### Work required
Nothing in the data should change when you return it, but leave the pictures out.

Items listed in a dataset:
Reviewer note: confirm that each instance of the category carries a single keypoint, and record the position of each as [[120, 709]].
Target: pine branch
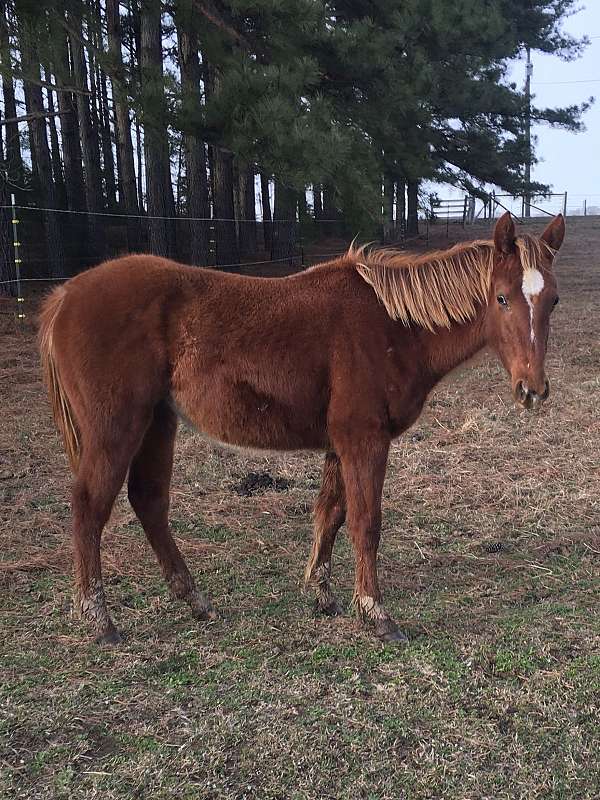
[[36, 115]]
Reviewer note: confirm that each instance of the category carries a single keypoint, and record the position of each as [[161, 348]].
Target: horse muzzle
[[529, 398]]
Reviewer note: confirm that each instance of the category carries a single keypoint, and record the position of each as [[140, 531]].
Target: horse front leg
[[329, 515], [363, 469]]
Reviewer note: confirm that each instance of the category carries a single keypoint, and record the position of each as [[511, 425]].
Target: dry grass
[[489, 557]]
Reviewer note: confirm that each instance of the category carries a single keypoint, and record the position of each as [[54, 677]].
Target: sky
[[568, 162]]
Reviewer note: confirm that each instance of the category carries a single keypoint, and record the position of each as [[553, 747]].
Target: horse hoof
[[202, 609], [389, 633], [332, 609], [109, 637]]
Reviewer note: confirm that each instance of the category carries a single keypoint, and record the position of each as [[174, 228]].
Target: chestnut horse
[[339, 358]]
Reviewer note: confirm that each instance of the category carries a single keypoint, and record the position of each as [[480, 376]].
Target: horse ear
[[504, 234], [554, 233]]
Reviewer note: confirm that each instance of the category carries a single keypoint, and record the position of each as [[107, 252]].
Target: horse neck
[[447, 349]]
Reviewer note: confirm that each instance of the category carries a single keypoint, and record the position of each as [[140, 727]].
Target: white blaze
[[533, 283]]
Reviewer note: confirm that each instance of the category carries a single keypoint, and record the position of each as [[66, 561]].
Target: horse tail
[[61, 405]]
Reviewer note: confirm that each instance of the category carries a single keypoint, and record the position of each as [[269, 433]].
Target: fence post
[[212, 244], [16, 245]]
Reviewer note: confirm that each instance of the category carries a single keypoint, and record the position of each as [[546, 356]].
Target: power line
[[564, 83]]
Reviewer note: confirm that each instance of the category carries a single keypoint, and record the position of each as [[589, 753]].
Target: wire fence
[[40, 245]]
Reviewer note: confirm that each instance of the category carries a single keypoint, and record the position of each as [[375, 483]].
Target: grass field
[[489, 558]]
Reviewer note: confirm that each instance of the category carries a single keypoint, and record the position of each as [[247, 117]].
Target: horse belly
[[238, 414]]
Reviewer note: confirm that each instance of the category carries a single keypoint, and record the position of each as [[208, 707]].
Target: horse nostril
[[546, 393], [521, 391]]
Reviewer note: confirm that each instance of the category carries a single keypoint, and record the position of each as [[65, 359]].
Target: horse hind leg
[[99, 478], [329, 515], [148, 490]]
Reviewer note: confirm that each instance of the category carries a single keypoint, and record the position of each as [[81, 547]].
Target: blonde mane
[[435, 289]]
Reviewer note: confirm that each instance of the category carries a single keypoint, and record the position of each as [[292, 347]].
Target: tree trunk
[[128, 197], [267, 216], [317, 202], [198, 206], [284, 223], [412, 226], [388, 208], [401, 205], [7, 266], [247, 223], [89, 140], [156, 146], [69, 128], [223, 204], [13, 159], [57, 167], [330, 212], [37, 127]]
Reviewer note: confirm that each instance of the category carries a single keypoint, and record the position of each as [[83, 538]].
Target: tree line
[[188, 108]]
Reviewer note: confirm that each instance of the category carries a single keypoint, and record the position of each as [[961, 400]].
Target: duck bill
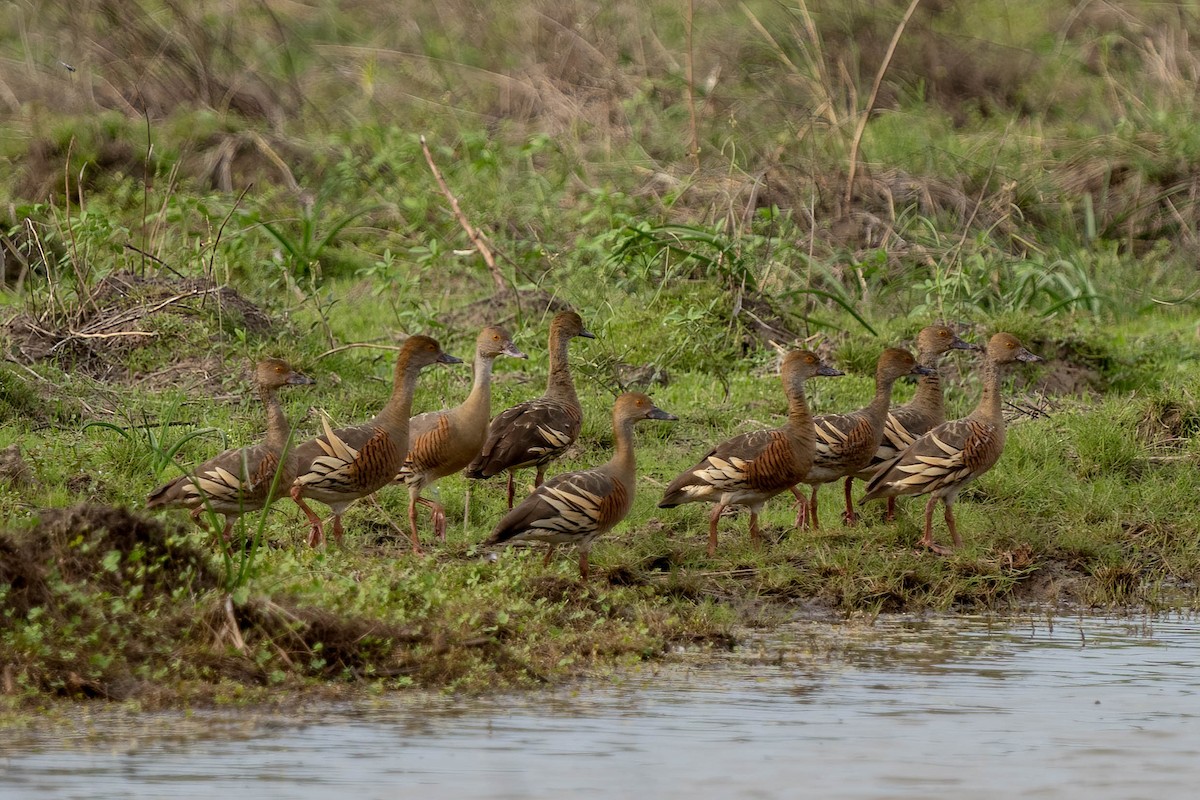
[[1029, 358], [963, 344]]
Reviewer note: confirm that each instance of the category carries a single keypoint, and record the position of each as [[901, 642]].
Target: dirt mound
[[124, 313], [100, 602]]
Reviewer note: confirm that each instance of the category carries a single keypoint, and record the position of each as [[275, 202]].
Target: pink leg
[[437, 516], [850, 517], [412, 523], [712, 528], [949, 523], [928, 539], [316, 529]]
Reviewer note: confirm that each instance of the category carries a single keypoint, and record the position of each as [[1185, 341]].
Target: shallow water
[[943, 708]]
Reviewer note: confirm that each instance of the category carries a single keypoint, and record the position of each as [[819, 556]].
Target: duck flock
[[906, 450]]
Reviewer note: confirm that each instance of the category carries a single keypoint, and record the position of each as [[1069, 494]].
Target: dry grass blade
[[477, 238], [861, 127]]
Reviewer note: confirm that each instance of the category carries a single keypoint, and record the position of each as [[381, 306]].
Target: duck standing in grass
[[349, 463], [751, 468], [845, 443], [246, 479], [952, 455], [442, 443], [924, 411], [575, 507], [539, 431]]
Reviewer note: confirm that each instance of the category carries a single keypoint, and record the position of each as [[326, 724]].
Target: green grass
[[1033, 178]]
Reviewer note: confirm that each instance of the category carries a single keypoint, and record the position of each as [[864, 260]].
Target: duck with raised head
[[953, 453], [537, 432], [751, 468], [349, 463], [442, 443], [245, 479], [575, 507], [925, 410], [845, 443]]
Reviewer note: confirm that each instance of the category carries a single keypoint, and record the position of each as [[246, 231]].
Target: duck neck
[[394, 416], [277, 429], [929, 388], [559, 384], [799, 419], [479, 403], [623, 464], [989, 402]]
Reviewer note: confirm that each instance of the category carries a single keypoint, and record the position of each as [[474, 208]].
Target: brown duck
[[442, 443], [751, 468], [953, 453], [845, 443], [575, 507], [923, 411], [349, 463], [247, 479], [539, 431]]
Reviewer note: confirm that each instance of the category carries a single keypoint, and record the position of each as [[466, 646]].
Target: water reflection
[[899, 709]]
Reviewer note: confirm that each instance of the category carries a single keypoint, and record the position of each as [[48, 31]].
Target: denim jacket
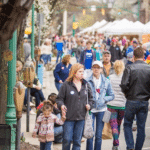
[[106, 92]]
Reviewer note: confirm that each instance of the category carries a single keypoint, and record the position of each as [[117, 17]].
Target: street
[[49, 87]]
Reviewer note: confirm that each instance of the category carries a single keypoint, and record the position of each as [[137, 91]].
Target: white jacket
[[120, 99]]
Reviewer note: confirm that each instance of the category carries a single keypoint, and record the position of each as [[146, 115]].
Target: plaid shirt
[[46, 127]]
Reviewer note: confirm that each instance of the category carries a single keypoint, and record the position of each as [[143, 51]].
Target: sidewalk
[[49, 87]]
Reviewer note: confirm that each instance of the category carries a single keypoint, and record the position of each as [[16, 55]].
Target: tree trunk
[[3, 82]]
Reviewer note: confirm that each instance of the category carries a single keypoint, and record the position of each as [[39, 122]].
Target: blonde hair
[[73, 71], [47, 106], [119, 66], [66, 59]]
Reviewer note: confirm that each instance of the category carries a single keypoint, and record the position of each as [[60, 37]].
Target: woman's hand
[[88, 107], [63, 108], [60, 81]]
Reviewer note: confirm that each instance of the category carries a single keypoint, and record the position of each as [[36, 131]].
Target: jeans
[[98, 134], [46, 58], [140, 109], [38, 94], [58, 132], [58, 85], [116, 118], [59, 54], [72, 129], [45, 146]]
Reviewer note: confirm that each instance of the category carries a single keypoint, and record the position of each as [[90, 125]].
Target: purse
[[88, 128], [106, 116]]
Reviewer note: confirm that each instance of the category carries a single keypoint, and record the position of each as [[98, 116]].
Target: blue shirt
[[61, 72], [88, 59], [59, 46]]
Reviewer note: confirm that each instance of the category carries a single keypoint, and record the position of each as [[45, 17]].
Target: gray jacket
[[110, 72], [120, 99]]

### Completed exercise
Reviewer note: confirm that each instance of the category carries a single keypoint, and record the position of each as [[120, 709]].
Target: pine branch
[[36, 115]]
Reviewer note: confirm that each instance of the category carries a single keypoint, and record the position of each as [[161, 348]].
Target: horse muzzle
[[529, 398]]
Reviewer note: confirm that each instance of the category carries a single keypoint, and record the position of each as [[140, 531]].
Target: horse front leg
[[329, 515], [363, 469]]
Reviewer note: confirm that each instance of the category carries a single keypoint, and record the position of each as [[511, 425]].
Target: dry grass
[[489, 557]]
Reviewer note: confirm that each instance of the category carries a single keypoint, and record the position of each as [[54, 677]].
Target: sky
[[568, 162]]
Reviewer note: confirm that each instance of the category carries a single keypoint, and record the position of each as [[553, 747]].
Target: horse hoof
[[202, 609], [389, 633], [332, 609], [109, 637]]
Reviewer note: confirm that each instance of the category carries a single keypoint, and record the position of each as [[174, 228]].
Target: chestnut horse
[[339, 358]]
Reviewer note: confirm that each instance of the category carries a single keypoint, and record the position of each as [[480, 376]].
Target: horse ear
[[504, 234], [554, 233]]
Reviewer note: confirm that each instance of the category carries a single keypoint, and record the position of each as [[107, 252]].
Target: horse neck
[[447, 349]]
Reviewer note: confirm that each instance of the category carries a single keypoint, and record the position of each as [[140, 727]].
Target: white blaze
[[533, 283]]
Reviewer note: confirm that each instance of the category carries a single keypoint, and record the position of each as [[66, 561]].
Target: horse tail
[[61, 405]]
Reviewer note: confirm that each instance of the category carries a single keypoint, and record the position of each as [[269, 433]].
Target: fence post
[[212, 244], [16, 245]]
Reviewer note: confirm that each instance of the category carries a single keypoint, and record the position of each as [[546, 356]].
Target: power line
[[564, 83]]
Reviewer note: confirm that each instance of the category carries a single keypoint, and record the position of each as [[589, 753]].
Target: wire fence
[[40, 245]]
Reviewer note: confirm that each instance of the category carries a single keypoint, and record the position of each as [[375, 483]].
Target: grass field
[[489, 558]]
Reviewer note: confirm that each instance of the category carries a single keypoint, and record the position of each as [[247, 117]].
Target: horse belly
[[238, 414]]
Reviewer note: confirm that each instance of the category carries a single keypoint, and record the position of each as [[208, 707]].
Target: horse nostril
[[546, 393], [521, 391]]
Reviewer note: confirm that each instance of the category carries a single keypoint, and record the position of each as [[65, 359]].
Target: horse hind leg
[[99, 478], [329, 515], [148, 490]]
Reviewer note: confirm that each instance of the category carries a single keypoint, and record the position of each as [[81, 547]].
Target: blonde mane
[[435, 289]]
Reviewer note: confirm that each instance of the category carries a single keypoint, and record the position of each as [[292, 347]].
Target: tree trunk
[[128, 197], [267, 216], [317, 202], [198, 206], [284, 223], [412, 226], [388, 208], [401, 205], [7, 266], [247, 223], [89, 140], [156, 146], [69, 128], [223, 204], [13, 159], [57, 167], [330, 212], [37, 127]]
Reviewer note: confirm that each instance of the category carries a single keypoint, and record the position of each as [[83, 538]].
Target: tree line
[[188, 108]]
Reviewer note: confirm that each instance of the category carries a single keypoint, and record the position of each as [[961, 400]].
Target: duck bill
[[1029, 358], [963, 344]]
Reviewer note: confirm that each instance of the category carries a single keypoint, and record the position of each as [[901, 642]].
Target: dirt mound
[[124, 313], [100, 602]]
Reviewer note: confirm that each instance of the category carries a single keypoint, and record the position of each as [[275, 202]].
Target: pink leg
[[437, 516], [850, 517], [412, 523], [712, 528], [949, 523], [928, 539], [316, 529]]
Reviewer note: confirm that each instance of the category carries a single keypoint, and record the position of each as [[1185, 341]].
Target: shallow water
[[943, 708]]
Reviewer note: confirm that each instance of the category carries a single keypoint, and record the position of each as [[819, 556]].
Target: duck flock
[[906, 450]]
Reviewer note: confirm that each instance of the category carries a single keypoint, and record the position of each as [[1069, 494]].
Target: dry grass blade
[[477, 238], [861, 127]]
Reviewer note: confirm that each instance of the category carries a single keypoint, and record the position of each as [[381, 306]].
Target: duck standing in grass
[[349, 463], [751, 468], [845, 443], [246, 479], [952, 455], [442, 443], [924, 411], [575, 507], [539, 431]]
Reviewer note: confirm that each instance of the category carries a single keypoint, and record the position of each as [[326, 724]].
Target: green grass
[[1033, 178]]
Reviewer note: confirm that each instance of the category carries a single keypoint, and record the position of each as [[864, 260]].
Target: duck with raised head
[[953, 453], [537, 432], [751, 468], [349, 463], [442, 443], [245, 479], [575, 507], [925, 410], [845, 443]]
Reviewer note: confirm that each instance of the category carries a single keypoint, and record the position of each as [[246, 231]].
Target: duck neck
[[394, 416], [277, 429], [929, 388], [559, 384], [799, 419], [479, 403], [623, 464], [989, 402]]
Reviewer note: confirm that each instance of the category carries a single keypoint, and record the position of each as [[474, 208]].
Target: brown duck
[[442, 443], [751, 468], [953, 453], [845, 443], [575, 507], [923, 411], [349, 463], [247, 479], [539, 431]]
Reviewer note: confirm that each instance of the category carries a single keypoint, and record the position of each as [[466, 646]].
Target: water reflection
[[899, 709]]
Reviewer note: confirm that each instance of the category carries a single keypoint, and record the position of each as [[48, 31]].
Target: denim jacket
[[106, 92]]
Reviewer note: confirm that each instance of the category carries a single keypoint, and record the position of each as [[117, 17]].
Target: street
[[49, 87]]
Reviewer note: confirm that each instance of the category carries a single keypoint, and record the position of each as [[137, 91]].
Target: white jacket
[[120, 99]]
Reviewer note: confirm that each instance of the category carries a single keypoint, and record the position of each as [[146, 115]].
Target: plaid shirt
[[46, 127]]
Reviewer note: confirm that each instance of the category carries a single keypoint, and record the position of each as [[143, 51]].
Target: sidewalk
[[49, 87]]
Reviewer note: confirm that each instance of the category carries a single keypoint, and record the position of each as [[16, 55]].
Target: tree trunk
[[3, 82]]
Reviewer note: confirm that each instance of the category carries a single keypoint, and record the position of each as [[39, 122]].
Target: blonde hair
[[73, 71], [47, 106], [119, 66], [66, 59]]
Reviewer note: confirm that each instance of the category carries a single keypoint, and record the position of each as [[60, 37]].
Target: woman's hand
[[88, 107], [63, 108], [60, 81]]
Reviewer note: confirm that each instance of the category carries a single keypoint, and record the position of each as [[36, 131]].
Target: jeans
[[98, 134], [46, 58], [140, 109], [38, 94], [58, 132], [58, 85], [116, 118], [59, 54], [72, 129], [45, 146]]
Reviewer note: confirm that each instance of the category carries a single keypoint, and record the position of each as [[90, 125]].
Target: purse
[[88, 128], [106, 116]]
Reviewer note: confirm that each instance of the category carries a single keypoint, and record the position of each as [[98, 116]].
Target: blue shirt
[[61, 72], [88, 59], [59, 46]]
Reviewer note: confirm that each instance of the category carries a single keypoint, and record the position of each as [[45, 17]].
Target: gray jacket
[[110, 72], [120, 99]]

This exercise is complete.